**DO THIS**.
Output every entry exactly as given.

[Stored entries]
##############################
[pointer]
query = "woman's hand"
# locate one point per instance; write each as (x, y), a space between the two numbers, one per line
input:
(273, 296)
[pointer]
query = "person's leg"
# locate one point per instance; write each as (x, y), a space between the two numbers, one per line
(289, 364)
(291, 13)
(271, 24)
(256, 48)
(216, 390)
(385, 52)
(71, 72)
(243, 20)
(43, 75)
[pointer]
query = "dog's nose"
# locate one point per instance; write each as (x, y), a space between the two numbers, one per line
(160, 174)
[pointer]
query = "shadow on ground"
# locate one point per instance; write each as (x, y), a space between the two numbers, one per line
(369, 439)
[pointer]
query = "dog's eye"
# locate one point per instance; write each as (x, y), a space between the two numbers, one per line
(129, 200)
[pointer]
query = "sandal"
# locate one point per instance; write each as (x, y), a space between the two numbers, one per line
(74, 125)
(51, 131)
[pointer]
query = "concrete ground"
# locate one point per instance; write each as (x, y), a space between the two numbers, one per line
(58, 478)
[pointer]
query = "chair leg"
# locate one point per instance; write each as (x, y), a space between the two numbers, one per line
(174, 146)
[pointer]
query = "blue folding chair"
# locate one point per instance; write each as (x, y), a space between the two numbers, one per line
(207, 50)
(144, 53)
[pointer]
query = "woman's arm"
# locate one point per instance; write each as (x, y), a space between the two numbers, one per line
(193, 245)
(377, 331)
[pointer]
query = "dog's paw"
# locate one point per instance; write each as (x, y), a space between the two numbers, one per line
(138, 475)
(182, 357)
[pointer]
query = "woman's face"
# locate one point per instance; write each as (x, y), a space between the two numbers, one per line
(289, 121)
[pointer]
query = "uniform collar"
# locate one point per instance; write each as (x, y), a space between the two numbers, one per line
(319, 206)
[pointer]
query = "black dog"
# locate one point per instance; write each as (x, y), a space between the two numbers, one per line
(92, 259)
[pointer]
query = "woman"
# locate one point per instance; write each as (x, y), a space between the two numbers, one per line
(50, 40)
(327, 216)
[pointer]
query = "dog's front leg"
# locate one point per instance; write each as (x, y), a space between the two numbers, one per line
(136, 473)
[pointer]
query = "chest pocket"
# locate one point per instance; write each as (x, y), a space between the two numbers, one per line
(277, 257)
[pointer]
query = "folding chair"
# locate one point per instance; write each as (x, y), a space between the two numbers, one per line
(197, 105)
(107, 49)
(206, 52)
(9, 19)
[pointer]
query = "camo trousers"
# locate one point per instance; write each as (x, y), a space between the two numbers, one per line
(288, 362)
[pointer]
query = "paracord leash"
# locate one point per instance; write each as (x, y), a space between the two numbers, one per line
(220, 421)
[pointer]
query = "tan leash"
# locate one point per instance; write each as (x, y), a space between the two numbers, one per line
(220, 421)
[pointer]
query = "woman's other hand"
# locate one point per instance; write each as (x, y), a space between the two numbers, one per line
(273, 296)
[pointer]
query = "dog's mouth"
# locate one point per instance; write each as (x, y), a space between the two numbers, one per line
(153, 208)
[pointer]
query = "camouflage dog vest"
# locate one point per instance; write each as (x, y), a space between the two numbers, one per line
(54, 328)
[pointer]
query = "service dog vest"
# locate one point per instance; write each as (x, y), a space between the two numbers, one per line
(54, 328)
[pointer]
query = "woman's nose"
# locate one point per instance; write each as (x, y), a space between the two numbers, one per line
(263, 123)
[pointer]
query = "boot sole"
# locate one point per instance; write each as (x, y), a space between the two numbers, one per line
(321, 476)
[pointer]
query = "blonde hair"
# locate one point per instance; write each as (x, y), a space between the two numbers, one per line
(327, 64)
##############################
**COMPLETED TASK**.
[pointer]
query = "woman's hand"
# locate one point per instance; write each as (x, y), a space between the two numbers, one per line
input:
(273, 296)
[pointer]
query = "person's leg"
# locate one point per instance; write each as (x, y), a space between the two numbers, one per line
(289, 364)
(291, 13)
(271, 24)
(256, 48)
(216, 390)
(385, 52)
(71, 72)
(243, 20)
(43, 75)
[pointer]
query = "dog's nose"
# locate one point per instance; write each as (x, y), a space between the two numbers, one per line
(160, 174)
[pointer]
query = "shadow on ground"
# locate one point per instance; write each as (x, y), a space between the two numbers, one per line
(369, 439)
[pointer]
query = "dog's eye"
# locate one point per instance; write each as (x, y), a space between the two numbers, one per line
(129, 200)
[pointer]
query = "sandal"
# locate one point per instance; write each as (x, y), a space between the two numbers, one per line
(74, 125)
(51, 131)
[pointer]
query = "concrete ground"
# locate one point per instance; write each as (x, y), a space between the two numbers, one per line
(58, 478)
[pointer]
query = "chair leg"
# locate one point per instance; write each as (x, y), a space between the two numbers, one per line
(174, 146)
[pointer]
query = "blue folding chair"
# locate one point per instance; write each as (x, y), a space between the two numbers, one per line
(207, 50)
(144, 53)
[pointer]
query = "woman's arm"
# locate one point per instance; write each as (x, y), a space between the two numbers, one per line
(193, 245)
(377, 331)
[pointer]
query = "dog's paw"
# locate one point per instance; write each as (x, y), a space between the two numbers, one per line
(138, 475)
(182, 357)
[pointer]
query = "woman's face"
# locate one point per instance; write each as (x, y), a space between the two numbers, one per line
(289, 121)
[pointer]
query = "uniform collar"
# locate one point per instance; write each as (x, y), a space between the two numbers, one per line
(319, 206)
[pointer]
query = "black dog"
# locate one point per instance; write each as (x, y), a space between the two numbers, one per line
(92, 259)
[pointer]
query = "woman"
# locate one point per instance; write each as (x, y), a space between the two numbers, one per line
(50, 40)
(327, 216)
[pointer]
query = "dog's front leg"
# locate one point per instance; write each as (x, y), a space between the two numbers, one per line
(136, 473)
[pointer]
query = "chest pocket"
# locate one point per instance; write each as (x, y), a space between the two numbers, one per line
(277, 257)
[pointer]
query = "folding chair"
# locate one point per instance; write each as (x, y), a space between the two numbers, one per line
(197, 105)
(107, 49)
(206, 52)
(9, 19)
[pointer]
query = "camo trousers"
# locate one point per instance; write each as (x, y), a space between the two numbers, one per line
(288, 362)
[pointer]
query = "paracord leash"
# locate one point per instance; write each as (x, y), a space between the two numbers, one per line
(220, 421)
[pointer]
query = "tan leash"
# locate one point per instance; write each as (x, y), a space between the two numbers, one per line
(220, 421)
[pointer]
query = "woman's other hand"
# locate one point per instance; write each as (x, y), a space between the two numbers, one per line
(273, 296)
[pointer]
query = "dog's mouth"
# locate one point per instance; write each as (x, y), a space between the two numbers, one per line
(153, 208)
[pointer]
query = "camouflage dog vest"
# locate one point per instance; write each as (x, y), a space between the two numbers, one per line
(54, 328)
[pointer]
query = "service dog vest"
# locate one point per instance; write each as (x, y), a space between the two numbers, one per line
(54, 328)
[pointer]
query = "woman's nose"
# locate one point per instance; write each as (x, y), a space between the two numbers, one per line
(263, 123)
[pointer]
query = "boot sole"
# locate one point per instance; write each as (x, y), a space between the two numbers, one per line
(321, 476)
[pointer]
query = "blonde hair"
# locate one point per instance; write each as (x, y), a space between the two numbers, one per line
(327, 64)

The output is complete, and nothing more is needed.